### Task instructions
Rewrite the entries below, replacing every "rough mask" with "coarse mask" and changing nothing else. Omit the pictures from your output.
Task material Start Marker
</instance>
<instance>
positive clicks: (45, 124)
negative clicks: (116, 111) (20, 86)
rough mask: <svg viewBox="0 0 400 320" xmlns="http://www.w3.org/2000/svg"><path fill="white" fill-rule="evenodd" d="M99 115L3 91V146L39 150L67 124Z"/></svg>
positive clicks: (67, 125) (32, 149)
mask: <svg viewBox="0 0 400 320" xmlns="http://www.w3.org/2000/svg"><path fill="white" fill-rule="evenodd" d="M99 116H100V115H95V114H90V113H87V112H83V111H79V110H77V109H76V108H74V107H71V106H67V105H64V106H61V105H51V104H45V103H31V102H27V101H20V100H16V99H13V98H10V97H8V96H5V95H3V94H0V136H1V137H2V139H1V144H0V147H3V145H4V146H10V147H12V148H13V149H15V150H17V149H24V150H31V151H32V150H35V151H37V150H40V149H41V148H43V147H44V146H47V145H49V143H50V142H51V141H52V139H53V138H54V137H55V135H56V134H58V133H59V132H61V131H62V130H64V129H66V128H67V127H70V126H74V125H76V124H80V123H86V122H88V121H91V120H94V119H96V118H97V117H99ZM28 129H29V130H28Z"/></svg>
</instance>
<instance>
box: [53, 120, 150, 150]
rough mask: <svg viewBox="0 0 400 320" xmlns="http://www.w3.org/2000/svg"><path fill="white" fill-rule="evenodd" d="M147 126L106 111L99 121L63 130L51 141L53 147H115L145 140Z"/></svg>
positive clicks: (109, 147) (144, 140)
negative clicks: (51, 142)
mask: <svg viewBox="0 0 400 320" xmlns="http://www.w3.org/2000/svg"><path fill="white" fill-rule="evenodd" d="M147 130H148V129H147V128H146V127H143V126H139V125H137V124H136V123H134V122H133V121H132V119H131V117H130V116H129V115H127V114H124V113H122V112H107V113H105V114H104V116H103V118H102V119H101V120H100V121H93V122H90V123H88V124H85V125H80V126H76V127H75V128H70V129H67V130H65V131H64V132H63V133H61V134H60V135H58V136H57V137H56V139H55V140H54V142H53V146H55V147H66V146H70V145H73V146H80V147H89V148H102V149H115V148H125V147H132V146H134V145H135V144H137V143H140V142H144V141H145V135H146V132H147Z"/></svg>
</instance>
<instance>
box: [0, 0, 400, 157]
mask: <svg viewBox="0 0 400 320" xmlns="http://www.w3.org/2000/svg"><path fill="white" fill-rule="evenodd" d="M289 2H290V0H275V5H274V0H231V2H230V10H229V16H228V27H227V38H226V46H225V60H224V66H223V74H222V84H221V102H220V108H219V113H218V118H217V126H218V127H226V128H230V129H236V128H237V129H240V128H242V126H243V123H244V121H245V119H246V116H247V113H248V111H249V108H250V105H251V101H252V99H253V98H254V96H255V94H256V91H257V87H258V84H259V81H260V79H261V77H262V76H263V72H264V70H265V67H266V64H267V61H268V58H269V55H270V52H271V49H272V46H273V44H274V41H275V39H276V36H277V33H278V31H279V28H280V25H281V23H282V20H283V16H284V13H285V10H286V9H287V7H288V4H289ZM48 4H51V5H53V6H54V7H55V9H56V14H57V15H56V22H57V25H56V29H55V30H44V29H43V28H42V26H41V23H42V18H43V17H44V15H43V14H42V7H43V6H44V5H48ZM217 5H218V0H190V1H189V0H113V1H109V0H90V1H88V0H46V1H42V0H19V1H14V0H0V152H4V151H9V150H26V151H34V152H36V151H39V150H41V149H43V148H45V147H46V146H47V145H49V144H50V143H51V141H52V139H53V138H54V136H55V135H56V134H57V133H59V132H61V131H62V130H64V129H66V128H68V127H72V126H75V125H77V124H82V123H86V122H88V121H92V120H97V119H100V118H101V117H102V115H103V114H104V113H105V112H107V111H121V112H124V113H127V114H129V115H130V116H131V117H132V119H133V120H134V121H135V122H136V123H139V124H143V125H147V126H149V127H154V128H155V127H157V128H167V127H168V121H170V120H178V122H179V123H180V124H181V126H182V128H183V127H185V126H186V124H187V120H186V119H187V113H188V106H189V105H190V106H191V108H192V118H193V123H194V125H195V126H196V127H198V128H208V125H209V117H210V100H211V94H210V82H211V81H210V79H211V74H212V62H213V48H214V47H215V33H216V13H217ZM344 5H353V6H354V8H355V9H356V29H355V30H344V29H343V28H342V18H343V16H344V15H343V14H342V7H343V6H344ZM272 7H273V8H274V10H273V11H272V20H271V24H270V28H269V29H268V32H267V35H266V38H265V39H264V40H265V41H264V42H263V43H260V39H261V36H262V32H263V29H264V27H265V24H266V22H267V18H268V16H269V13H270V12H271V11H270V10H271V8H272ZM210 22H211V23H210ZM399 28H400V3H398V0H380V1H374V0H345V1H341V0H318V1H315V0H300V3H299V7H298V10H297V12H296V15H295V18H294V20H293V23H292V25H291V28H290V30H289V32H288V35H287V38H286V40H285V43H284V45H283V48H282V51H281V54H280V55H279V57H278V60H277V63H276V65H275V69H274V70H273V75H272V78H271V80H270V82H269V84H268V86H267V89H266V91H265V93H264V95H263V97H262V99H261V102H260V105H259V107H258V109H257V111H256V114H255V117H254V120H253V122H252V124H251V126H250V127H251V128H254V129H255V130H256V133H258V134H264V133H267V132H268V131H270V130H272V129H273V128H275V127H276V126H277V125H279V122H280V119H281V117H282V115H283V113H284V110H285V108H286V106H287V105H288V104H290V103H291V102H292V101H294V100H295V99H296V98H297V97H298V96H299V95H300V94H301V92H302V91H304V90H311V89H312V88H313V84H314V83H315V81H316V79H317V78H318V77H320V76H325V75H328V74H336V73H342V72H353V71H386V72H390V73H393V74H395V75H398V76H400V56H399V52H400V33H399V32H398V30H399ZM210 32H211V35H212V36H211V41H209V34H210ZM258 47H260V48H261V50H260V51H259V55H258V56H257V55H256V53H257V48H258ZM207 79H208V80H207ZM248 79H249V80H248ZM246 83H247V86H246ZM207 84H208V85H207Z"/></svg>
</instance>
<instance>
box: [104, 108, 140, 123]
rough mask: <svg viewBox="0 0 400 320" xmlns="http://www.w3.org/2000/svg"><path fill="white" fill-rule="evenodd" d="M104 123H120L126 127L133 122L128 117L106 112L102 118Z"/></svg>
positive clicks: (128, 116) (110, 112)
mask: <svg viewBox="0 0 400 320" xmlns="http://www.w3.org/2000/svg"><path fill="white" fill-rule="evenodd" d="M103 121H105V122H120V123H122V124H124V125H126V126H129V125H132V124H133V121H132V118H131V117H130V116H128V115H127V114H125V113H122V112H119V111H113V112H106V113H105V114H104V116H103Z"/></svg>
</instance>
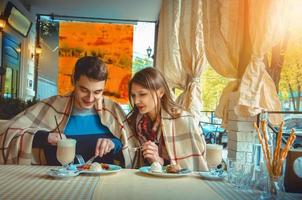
Task material End Marker
### Result of the exercise
</instance>
<instance>
positive clicks: (45, 124)
negative clicks: (116, 111) (20, 86)
coarse mask: <svg viewBox="0 0 400 320" xmlns="http://www.w3.org/2000/svg"><path fill="white" fill-rule="evenodd" d="M99 115L3 91V146L39 150L67 124Z"/></svg>
positive clicks: (67, 125) (32, 149)
mask: <svg viewBox="0 0 400 320" xmlns="http://www.w3.org/2000/svg"><path fill="white" fill-rule="evenodd" d="M99 116H100V115H95V114H90V113H87V112H83V111H79V110H77V109H76V108H74V107H71V106H67V105H64V106H61V105H51V104H45V103H31V102H27V101H20V100H16V99H13V98H10V97H8V96H5V95H3V94H0V136H1V137H2V139H1V144H0V147H3V145H4V146H10V147H12V148H13V149H15V150H17V149H24V150H31V151H32V150H35V151H37V150H40V149H41V148H43V147H44V146H47V145H49V143H50V142H51V141H52V139H53V138H54V137H55V135H56V134H58V133H59V132H61V131H62V130H64V129H66V128H67V127H70V126H74V125H76V124H80V123H86V122H88V121H91V120H94V119H96V118H97V117H99ZM28 129H29V130H28Z"/></svg>
</instance>
<instance>
box: [53, 120, 150, 150]
coarse mask: <svg viewBox="0 0 400 320" xmlns="http://www.w3.org/2000/svg"><path fill="white" fill-rule="evenodd" d="M147 126L106 111L99 121L63 130L51 141L53 147H115L145 140Z"/></svg>
positive clicks: (109, 147) (144, 140)
negative clicks: (51, 142)
mask: <svg viewBox="0 0 400 320" xmlns="http://www.w3.org/2000/svg"><path fill="white" fill-rule="evenodd" d="M147 130H148V129H147V128H146V127H143V126H139V125H137V124H136V123H134V122H133V121H132V119H131V117H130V116H129V115H127V114H124V113H122V112H107V113H105V114H104V116H103V118H102V119H101V120H100V121H93V122H90V123H88V124H85V125H80V126H76V127H75V128H70V129H67V130H65V131H64V132H63V133H61V134H60V135H58V136H57V137H56V139H55V140H54V142H53V146H55V147H66V146H70V145H73V146H80V147H89V148H102V149H115V148H125V147H132V146H134V145H135V144H137V143H140V142H144V141H145V135H146V132H147Z"/></svg>
</instance>
<instance>
box: [0, 0, 400, 157]
mask: <svg viewBox="0 0 400 320" xmlns="http://www.w3.org/2000/svg"><path fill="white" fill-rule="evenodd" d="M289 2H290V0H275V5H274V0H231V2H230V10H229V16H228V27H227V38H226V46H225V60H224V66H223V74H222V84H221V102H220V108H219V113H218V118H217V126H218V127H226V128H230V129H236V128H237V129H240V128H242V126H243V123H244V121H245V119H246V116H247V113H248V111H249V108H250V105H251V101H252V99H253V98H254V96H255V94H256V91H257V87H258V84H259V81H260V79H261V77H262V76H263V72H264V70H265V67H266V64H267V61H268V58H269V55H270V52H271V49H272V46H273V44H274V41H275V39H276V36H277V33H278V31H279V28H280V25H281V23H282V20H283V16H284V13H285V10H286V9H287V7H288V4H289ZM48 4H51V5H53V6H54V7H55V9H56V14H57V15H56V22H57V25H56V29H55V30H44V29H43V28H42V26H41V23H42V18H43V17H44V15H43V14H42V7H43V6H44V5H48ZM217 5H218V0H190V1H189V0H113V1H109V0H90V1H88V0H46V1H42V0H19V1H14V0H0V152H4V151H9V150H26V151H34V152H36V151H39V150H41V149H43V148H45V147H46V146H47V145H49V144H50V143H51V141H52V139H53V138H54V136H55V135H56V134H57V133H59V132H61V131H62V130H64V129H66V128H68V127H72V126H75V125H77V124H82V123H86V122H88V121H92V120H97V119H100V118H101V117H102V115H103V114H104V113H105V112H107V111H121V112H124V113H127V114H129V115H130V116H131V117H132V119H133V120H134V121H135V122H136V123H139V124H143V125H147V126H149V127H154V128H155V127H157V128H167V127H168V121H170V120H178V122H179V123H180V124H181V126H182V128H183V127H185V126H186V124H187V120H186V119H187V113H188V106H189V105H190V106H191V108H192V118H193V123H194V125H195V126H196V127H198V128H208V125H209V117H210V100H211V94H210V82H211V81H210V79H211V74H212V62H213V48H214V47H215V33H216V13H217ZM344 5H353V6H354V8H355V9H356V29H355V30H344V29H343V28H342V18H343V16H344V15H343V14H342V7H343V6H344ZM272 7H273V8H274V10H273V11H272V20H271V24H270V28H269V29H268V32H267V35H266V38H265V39H264V40H265V41H264V42H263V43H260V39H261V36H262V32H263V29H264V27H265V24H266V22H267V18H268V16H269V13H270V12H271V11H270V10H271V8H272ZM210 22H211V23H210ZM399 28H400V3H398V0H380V1H374V0H345V1H341V0H318V1H315V0H300V3H299V7H298V10H297V12H296V15H295V18H294V20H293V23H292V25H291V28H290V30H289V32H288V35H287V38H286V40H285V43H284V45H283V48H282V51H281V54H280V55H279V57H278V60H277V63H276V65H275V69H274V70H273V75H272V78H271V80H270V82H269V84H268V86H267V89H266V91H265V93H264V95H263V97H262V99H261V102H260V105H259V107H258V109H257V111H256V114H255V117H254V120H253V122H252V124H251V126H250V127H251V128H254V129H255V130H256V133H258V134H264V133H267V132H268V131H270V130H272V129H273V128H275V127H276V126H277V125H279V122H280V119H281V117H282V115H283V113H284V110H285V108H286V106H287V105H288V104H290V103H291V102H292V101H294V100H295V99H296V98H297V97H298V96H299V95H300V94H301V92H302V91H304V90H311V89H312V88H313V84H314V83H315V81H316V79H317V78H318V77H320V76H325V75H328V74H336V73H342V72H353V71H386V72H390V73H393V74H395V75H398V76H400V56H399V52H400V33H399V32H398V30H399ZM210 32H211V35H212V36H211V41H209V34H210ZM258 47H260V48H261V50H260V51H259V55H258V56H257V55H256V53H257V48H258ZM207 79H208V80H207ZM248 79H249V80H248ZM246 83H247V86H246ZM207 84H208V85H207Z"/></svg>
</instance>
<instance>
box: [104, 108, 140, 123]
coarse mask: <svg viewBox="0 0 400 320" xmlns="http://www.w3.org/2000/svg"><path fill="white" fill-rule="evenodd" d="M104 123H120L126 127L133 122L128 117L106 112L102 118Z"/></svg>
positive clicks: (128, 116) (110, 112)
mask: <svg viewBox="0 0 400 320" xmlns="http://www.w3.org/2000/svg"><path fill="white" fill-rule="evenodd" d="M103 121H105V122H120V123H122V124H124V125H126V126H129V125H132V124H133V121H132V118H131V117H130V116H128V115H127V114H125V113H122V112H119V111H113V112H106V113H105V114H104V116H103Z"/></svg>
</instance>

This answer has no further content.